* ASSIGNMENT A *
From the passage on anxiety, return everything from "You can have" down to "appear so capable.", copied word for word.
* ASSIGNMENT B *
List the relationships that, according to the passage on anxiety, a person can have and still feel deeply alone.

* SELECTED EXCERPT *
Good supervision should feel containing, thoughtful, and supportive of both your clients and you.
Many of the women I work with are capable, responsible and high-functioning. On the outside, things may look “fine”. Inside, they feel constantly on edge, self-critical or overwhelmed.
From an attachment-based perspective, anxiety often develops as a coping strategy rather than a sign that something is wrong with you.
It can come from early experiences where you learned to stay alert, responsible or emotionally attuned to others in order to feel safe.
Therapy isn’t about getting rid of anxiety overnight. It’s about understanding why it developed, and helping your nervous system feel safer so you no longer have to stay on high alert all the time.
Night-time is often when anxiety feels loudest. There are fewer distractions, less external structure, and more space for thoughts to spiral.
For many women, a busy mind is linked to a long history of holding everything together. When you finally stop, your nervous system doesn’t automatically know how to rest.
In therapy, we look at what your mind is trying to protect you from, rather than forcing it to “calm down”. Over time, this helps your body learn that it is safe enough to slow down.
Overthinking is often a sign of someone who cares deeply about relationships.
If you learned early on that connection felt uncertain, critical or unpredictable, you may have developed a habit of scanning for signs you’ve said or done something wrong. This isn’t a flaw. It’s an adaptation.
Attachment-based therapy helps you understand where this pattern came from and gently loosen its grip, so relationships can start to feel safer and less exhausting.
Many of the women I work with grew up being emotionally aware, helpful or “easy”. They learned to manage other people’s feelings in order to keep things calm.
Over time, this can turn into a deep sense of responsibility for everyone else, alongside guilt for having needs of your own.
In therapy, we explore how this pattern developed and help you build boundaries that feel kind rather than harsh, so you can stay connected without losing yourself.
Loneliness isn’t always about being alone. It’s often about not feeling emotionally seen or held.
You can have friendships, a partner, a family, and still feel deeply alone if you’re always the one listening, supporting or coping. Many women feel unseen precisely because they appear so capable.

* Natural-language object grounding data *
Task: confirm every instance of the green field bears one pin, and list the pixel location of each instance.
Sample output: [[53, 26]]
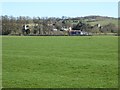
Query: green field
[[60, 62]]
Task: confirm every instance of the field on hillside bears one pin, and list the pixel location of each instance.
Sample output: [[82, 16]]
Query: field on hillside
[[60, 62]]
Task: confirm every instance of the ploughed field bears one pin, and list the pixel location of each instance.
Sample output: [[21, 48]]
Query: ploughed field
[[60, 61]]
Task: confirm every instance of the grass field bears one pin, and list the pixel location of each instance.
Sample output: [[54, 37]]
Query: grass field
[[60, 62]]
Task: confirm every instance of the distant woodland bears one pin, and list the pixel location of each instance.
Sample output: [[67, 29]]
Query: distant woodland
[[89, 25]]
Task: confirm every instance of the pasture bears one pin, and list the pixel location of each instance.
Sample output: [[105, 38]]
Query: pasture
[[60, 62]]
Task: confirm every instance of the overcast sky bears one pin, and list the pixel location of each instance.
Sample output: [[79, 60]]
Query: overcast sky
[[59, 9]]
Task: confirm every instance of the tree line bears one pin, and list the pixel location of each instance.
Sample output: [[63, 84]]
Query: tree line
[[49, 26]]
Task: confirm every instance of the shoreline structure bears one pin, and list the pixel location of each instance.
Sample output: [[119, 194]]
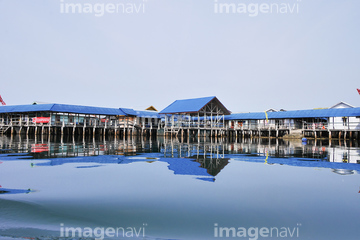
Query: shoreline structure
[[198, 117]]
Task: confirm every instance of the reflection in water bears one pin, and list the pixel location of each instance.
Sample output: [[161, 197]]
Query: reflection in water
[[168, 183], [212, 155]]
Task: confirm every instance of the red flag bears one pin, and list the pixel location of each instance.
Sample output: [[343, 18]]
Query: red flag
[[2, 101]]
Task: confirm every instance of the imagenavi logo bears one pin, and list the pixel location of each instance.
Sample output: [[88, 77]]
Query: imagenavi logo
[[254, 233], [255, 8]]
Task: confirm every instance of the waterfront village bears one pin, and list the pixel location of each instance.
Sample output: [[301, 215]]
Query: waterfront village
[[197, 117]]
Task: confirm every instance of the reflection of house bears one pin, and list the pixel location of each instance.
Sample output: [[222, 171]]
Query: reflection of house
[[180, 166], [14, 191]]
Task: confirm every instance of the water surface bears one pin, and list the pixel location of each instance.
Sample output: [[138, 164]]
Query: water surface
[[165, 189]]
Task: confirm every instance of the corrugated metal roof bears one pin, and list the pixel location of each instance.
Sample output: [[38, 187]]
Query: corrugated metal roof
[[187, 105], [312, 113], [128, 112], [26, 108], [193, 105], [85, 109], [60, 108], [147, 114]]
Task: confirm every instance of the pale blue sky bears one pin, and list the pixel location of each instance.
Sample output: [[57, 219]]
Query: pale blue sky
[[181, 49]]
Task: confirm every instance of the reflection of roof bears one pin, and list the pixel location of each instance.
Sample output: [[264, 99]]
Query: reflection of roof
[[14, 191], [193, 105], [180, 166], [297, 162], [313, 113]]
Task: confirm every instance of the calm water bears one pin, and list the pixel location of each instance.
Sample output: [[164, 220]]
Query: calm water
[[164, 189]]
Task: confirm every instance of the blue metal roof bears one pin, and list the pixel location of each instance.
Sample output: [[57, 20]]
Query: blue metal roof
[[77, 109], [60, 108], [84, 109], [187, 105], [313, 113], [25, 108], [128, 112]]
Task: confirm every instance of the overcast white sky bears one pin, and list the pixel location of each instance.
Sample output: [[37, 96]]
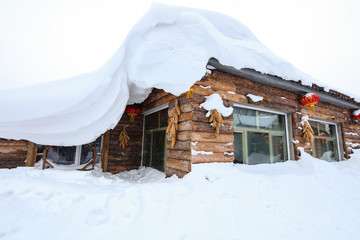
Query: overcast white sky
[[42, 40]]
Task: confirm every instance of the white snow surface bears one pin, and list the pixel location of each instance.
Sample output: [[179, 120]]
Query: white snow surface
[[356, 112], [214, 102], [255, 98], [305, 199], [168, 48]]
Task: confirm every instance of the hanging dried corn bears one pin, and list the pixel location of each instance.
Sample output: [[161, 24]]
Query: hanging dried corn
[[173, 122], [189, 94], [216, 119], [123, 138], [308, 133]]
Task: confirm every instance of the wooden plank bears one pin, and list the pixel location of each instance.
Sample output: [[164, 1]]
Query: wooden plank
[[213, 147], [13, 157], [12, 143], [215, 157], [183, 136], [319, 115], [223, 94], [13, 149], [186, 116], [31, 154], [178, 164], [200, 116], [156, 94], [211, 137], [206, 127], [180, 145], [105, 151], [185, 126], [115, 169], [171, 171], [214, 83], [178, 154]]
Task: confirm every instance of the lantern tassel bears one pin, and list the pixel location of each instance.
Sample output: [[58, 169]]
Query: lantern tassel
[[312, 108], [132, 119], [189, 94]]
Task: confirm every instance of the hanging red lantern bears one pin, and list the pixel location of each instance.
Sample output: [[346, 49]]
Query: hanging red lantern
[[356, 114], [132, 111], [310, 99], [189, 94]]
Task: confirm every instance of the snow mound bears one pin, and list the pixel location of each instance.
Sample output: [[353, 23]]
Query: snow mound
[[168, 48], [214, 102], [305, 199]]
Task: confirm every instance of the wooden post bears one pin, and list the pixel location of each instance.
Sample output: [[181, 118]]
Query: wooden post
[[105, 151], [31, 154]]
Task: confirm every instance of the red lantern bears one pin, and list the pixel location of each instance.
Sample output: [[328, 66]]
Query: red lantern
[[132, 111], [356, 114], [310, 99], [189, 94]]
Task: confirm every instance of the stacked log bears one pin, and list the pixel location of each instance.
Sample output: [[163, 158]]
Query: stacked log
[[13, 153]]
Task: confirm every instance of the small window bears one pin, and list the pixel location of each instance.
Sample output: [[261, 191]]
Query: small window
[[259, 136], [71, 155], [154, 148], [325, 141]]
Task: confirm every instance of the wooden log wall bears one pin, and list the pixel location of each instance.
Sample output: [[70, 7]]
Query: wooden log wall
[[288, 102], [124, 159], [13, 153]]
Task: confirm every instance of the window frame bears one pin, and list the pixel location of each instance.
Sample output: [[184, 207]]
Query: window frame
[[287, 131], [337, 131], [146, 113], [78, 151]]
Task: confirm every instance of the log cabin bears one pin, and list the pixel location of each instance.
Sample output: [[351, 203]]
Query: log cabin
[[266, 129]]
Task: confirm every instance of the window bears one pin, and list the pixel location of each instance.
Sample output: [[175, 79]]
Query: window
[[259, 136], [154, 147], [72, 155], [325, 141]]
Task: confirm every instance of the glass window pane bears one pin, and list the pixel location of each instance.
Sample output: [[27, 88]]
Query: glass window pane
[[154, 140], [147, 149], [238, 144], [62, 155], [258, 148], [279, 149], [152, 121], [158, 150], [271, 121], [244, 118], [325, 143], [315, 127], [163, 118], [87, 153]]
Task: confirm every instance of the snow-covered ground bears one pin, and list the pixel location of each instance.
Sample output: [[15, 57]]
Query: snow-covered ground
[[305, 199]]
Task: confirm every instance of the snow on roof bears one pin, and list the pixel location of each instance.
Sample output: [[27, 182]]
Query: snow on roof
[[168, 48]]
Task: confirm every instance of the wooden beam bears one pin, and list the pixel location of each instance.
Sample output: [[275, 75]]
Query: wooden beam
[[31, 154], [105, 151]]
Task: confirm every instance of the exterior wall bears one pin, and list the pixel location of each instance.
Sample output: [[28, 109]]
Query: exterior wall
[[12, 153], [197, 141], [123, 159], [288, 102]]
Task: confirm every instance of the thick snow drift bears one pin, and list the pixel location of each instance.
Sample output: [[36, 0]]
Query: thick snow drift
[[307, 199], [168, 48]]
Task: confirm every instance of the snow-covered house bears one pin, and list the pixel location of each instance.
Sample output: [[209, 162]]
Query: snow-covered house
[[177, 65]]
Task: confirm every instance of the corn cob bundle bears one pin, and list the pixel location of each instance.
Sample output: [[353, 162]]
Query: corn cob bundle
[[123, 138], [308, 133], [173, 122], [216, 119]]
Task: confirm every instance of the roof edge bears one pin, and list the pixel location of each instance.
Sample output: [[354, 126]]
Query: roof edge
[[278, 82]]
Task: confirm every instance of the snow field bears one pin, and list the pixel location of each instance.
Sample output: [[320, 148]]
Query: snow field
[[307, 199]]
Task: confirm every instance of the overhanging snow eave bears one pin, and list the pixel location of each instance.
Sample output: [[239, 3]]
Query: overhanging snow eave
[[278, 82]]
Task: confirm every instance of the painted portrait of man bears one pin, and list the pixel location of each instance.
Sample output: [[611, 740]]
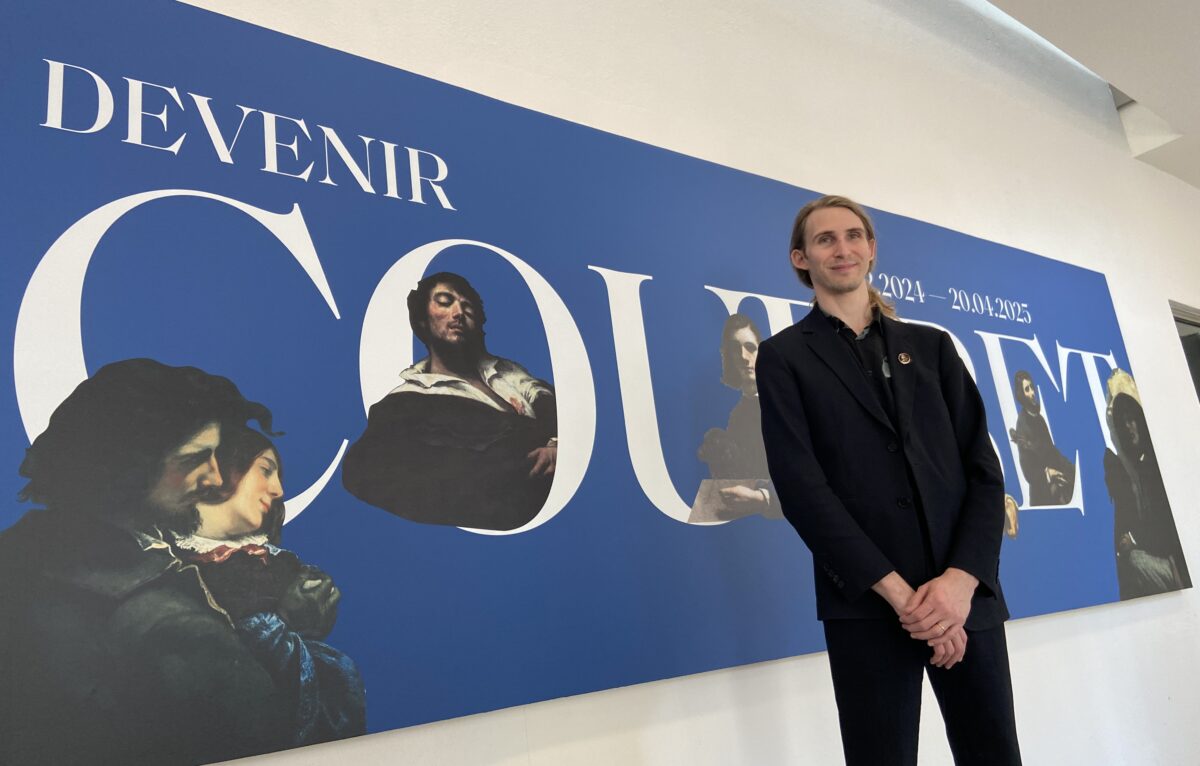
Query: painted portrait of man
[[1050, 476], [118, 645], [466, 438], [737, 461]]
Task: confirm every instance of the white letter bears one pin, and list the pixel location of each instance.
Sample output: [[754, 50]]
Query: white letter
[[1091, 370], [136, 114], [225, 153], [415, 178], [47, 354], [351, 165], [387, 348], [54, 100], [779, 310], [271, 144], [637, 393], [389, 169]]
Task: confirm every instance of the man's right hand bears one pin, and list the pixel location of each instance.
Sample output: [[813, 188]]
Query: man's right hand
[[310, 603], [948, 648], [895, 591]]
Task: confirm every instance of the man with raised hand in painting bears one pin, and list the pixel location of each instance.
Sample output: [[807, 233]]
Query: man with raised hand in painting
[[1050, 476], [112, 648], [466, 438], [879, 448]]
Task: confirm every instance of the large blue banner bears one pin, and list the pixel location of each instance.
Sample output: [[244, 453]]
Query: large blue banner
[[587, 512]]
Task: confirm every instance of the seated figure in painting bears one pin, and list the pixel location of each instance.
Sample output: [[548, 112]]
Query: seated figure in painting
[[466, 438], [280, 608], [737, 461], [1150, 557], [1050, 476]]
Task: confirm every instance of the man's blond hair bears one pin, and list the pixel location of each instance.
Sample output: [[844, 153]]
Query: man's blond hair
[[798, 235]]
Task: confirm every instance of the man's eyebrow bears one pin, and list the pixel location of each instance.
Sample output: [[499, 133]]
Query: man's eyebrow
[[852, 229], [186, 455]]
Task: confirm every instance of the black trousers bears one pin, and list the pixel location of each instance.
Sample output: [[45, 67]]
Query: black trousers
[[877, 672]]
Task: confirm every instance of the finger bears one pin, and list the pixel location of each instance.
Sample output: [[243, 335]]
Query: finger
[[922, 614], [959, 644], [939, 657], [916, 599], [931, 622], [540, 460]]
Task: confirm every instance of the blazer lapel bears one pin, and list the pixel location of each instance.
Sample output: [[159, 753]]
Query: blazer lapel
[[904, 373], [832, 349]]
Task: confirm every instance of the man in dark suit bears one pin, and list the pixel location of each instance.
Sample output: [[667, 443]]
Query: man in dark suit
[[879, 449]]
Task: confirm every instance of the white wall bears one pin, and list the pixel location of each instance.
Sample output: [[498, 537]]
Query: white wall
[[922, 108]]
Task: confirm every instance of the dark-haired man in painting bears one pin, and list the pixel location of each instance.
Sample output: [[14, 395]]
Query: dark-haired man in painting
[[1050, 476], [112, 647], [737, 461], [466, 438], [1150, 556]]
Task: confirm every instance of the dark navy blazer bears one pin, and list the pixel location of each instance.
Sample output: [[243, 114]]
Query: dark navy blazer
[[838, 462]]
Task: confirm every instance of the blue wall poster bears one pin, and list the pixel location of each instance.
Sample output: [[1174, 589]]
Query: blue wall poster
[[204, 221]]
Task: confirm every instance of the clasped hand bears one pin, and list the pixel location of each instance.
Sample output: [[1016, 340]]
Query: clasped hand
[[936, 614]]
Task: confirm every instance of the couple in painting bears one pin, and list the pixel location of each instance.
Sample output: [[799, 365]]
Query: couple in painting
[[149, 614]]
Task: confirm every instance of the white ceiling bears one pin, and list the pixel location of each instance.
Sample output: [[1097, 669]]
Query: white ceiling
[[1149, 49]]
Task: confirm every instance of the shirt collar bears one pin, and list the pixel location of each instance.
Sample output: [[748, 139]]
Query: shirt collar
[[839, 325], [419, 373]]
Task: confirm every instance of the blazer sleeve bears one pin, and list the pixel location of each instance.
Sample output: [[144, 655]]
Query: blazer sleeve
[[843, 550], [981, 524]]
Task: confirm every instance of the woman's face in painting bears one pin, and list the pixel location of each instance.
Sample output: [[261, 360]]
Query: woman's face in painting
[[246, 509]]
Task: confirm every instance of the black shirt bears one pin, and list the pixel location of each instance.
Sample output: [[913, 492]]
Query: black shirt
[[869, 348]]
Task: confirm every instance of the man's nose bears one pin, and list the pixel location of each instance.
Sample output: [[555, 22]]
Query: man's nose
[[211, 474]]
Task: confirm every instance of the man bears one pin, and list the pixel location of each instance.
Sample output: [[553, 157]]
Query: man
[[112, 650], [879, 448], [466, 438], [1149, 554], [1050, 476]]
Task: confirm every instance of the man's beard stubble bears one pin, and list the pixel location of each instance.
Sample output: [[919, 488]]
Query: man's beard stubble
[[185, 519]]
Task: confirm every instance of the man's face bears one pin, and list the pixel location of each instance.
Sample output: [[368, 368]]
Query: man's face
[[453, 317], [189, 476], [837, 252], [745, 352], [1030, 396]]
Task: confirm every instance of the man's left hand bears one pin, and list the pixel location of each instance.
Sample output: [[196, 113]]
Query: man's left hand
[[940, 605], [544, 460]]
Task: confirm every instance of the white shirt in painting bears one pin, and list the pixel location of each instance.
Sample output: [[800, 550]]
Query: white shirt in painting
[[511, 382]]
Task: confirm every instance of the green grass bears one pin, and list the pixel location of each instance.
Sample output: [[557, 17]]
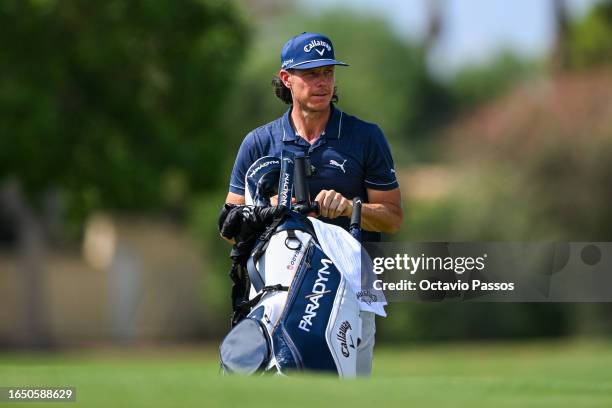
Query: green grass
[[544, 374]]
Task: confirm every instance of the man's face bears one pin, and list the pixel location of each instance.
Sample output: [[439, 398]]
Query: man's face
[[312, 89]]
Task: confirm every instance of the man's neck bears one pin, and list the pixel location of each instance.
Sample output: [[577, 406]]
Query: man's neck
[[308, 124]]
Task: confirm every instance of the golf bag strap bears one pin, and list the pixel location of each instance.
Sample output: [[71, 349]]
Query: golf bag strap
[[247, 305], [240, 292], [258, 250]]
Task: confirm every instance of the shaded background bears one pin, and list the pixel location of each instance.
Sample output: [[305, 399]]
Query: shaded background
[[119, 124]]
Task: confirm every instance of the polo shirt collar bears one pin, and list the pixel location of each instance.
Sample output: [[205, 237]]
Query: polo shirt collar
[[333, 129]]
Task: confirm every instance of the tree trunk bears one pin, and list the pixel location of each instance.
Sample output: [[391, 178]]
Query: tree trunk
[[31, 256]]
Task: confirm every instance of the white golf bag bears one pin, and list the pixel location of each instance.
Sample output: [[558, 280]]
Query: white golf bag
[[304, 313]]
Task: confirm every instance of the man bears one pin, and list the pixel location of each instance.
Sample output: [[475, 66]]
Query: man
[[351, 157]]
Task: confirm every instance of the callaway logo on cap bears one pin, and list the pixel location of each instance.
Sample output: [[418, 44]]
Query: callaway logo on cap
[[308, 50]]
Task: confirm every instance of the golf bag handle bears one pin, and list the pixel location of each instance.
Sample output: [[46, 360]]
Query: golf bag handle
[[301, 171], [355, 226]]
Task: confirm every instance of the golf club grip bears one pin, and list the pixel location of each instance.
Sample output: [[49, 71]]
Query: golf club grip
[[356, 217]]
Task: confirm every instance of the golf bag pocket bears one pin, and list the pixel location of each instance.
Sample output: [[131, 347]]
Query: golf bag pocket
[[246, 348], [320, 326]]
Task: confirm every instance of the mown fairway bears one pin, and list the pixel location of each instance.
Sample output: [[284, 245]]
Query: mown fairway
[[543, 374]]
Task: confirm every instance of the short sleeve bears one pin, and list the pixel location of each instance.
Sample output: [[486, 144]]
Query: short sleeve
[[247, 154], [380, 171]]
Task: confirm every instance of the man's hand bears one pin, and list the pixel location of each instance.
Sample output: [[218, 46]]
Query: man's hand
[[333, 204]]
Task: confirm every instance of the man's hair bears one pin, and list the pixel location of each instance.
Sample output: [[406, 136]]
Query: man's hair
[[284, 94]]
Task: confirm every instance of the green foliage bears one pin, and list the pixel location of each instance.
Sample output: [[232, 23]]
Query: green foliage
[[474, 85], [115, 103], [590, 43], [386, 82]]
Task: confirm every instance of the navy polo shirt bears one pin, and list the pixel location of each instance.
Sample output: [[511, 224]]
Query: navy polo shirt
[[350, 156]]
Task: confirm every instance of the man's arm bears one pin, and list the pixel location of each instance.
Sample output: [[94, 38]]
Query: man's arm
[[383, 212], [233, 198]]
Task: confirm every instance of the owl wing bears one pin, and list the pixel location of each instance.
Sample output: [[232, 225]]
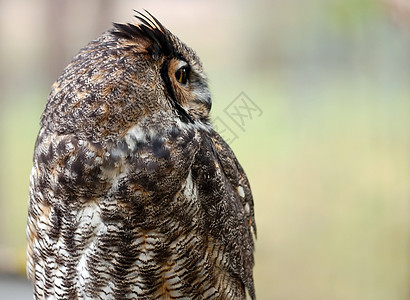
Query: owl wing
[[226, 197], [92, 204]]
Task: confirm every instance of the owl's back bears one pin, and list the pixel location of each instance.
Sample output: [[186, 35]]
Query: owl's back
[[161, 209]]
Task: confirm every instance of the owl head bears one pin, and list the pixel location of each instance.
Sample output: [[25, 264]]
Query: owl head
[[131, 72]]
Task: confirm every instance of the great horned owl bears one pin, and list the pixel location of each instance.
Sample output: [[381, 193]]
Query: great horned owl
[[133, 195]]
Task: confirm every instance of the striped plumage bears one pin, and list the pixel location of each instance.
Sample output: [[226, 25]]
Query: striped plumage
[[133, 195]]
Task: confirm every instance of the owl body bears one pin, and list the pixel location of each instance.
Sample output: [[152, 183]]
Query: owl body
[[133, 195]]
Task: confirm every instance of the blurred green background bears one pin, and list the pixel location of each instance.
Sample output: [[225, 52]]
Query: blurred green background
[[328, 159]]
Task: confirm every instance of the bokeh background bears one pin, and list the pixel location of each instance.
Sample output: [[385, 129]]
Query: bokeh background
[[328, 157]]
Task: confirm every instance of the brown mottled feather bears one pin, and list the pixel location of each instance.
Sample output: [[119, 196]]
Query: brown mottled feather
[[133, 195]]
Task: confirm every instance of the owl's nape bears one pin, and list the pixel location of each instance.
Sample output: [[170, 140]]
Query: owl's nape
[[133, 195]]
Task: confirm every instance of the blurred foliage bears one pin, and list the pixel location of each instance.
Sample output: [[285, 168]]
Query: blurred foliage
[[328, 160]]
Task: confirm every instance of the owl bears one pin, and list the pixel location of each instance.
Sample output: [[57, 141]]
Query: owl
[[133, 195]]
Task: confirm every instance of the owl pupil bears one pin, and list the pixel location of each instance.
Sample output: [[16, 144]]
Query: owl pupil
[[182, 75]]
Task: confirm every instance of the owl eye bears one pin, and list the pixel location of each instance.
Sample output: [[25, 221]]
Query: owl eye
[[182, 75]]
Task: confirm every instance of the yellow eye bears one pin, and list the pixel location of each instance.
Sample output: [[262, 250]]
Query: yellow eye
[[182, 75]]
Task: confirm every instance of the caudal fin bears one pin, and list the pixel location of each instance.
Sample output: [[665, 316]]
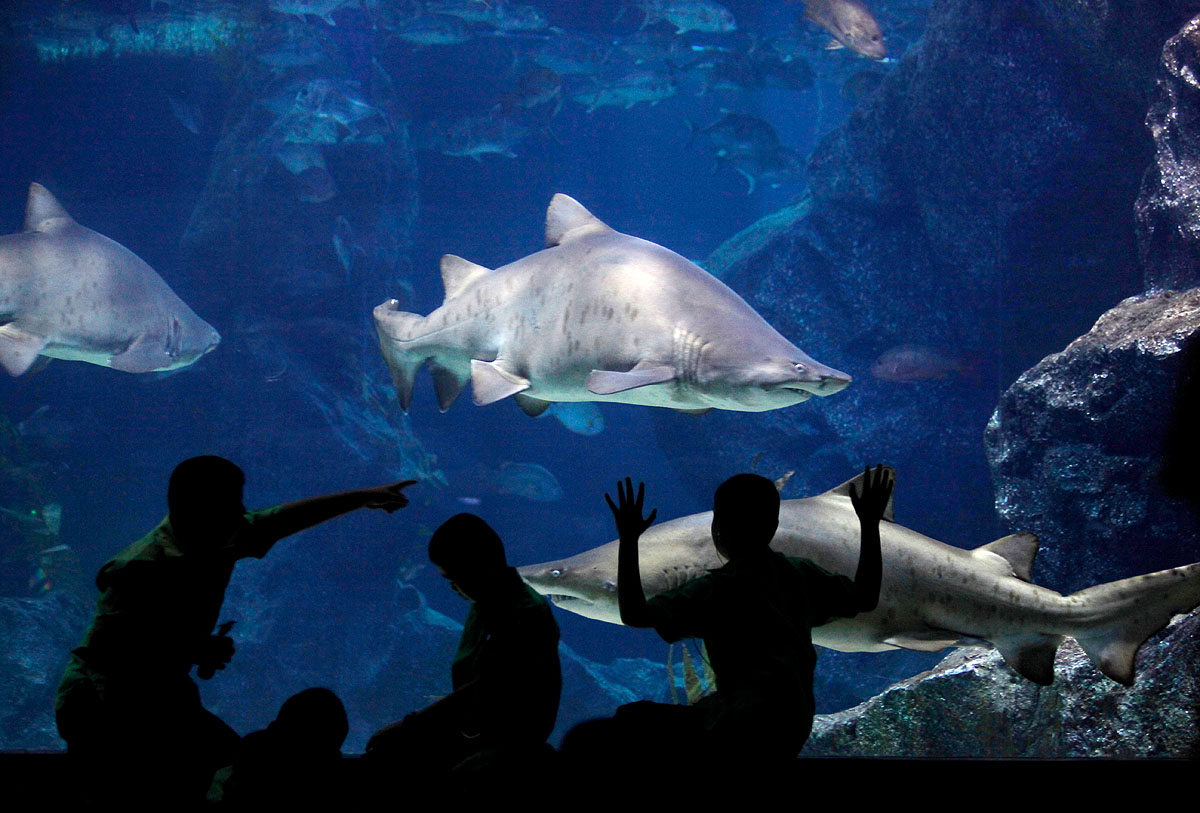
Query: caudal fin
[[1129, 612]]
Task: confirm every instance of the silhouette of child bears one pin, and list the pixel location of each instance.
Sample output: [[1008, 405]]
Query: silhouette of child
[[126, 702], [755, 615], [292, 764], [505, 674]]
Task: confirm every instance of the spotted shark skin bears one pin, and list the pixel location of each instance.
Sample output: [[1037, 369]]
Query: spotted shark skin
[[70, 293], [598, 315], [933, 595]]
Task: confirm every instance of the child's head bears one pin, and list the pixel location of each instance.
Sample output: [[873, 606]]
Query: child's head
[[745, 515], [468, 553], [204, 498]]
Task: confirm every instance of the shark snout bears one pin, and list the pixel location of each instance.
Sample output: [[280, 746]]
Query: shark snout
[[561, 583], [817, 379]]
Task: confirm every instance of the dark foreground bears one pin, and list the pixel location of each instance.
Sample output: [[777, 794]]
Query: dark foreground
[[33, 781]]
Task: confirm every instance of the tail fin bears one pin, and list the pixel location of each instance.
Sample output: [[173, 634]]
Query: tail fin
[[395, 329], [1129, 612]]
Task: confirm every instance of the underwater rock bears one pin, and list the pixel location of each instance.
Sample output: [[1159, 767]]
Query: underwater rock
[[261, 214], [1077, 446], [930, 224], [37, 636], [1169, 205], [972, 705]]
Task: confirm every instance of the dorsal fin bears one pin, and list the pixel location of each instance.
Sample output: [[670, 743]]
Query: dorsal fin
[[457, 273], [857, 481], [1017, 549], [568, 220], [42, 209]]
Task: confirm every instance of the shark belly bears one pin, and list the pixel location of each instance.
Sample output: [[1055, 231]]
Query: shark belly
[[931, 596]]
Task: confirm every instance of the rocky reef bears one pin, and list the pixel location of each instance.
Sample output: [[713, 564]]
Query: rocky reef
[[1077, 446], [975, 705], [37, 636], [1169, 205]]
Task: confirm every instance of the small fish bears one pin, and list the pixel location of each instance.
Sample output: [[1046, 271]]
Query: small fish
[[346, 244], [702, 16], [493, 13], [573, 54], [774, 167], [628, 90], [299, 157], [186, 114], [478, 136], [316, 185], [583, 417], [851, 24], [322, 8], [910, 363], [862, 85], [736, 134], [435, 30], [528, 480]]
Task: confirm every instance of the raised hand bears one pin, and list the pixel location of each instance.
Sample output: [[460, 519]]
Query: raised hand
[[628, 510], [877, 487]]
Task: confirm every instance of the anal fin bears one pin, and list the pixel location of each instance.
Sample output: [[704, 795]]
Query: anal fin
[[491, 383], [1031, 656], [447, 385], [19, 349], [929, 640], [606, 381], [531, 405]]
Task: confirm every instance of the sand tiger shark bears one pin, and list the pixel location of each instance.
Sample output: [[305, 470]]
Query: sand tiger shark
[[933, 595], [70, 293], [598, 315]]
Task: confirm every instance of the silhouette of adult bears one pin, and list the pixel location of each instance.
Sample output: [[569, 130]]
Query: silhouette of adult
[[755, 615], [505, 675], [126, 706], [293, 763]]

* FINAL ANSWER A *
You can have friendships, a partner, a family, and still feel deeply alone if you’re always the one listening, supporting or coping. Many women feel unseen precisely because they appear so capable.

* FINAL ANSWER B *
The passage names friendships, a partner and a family.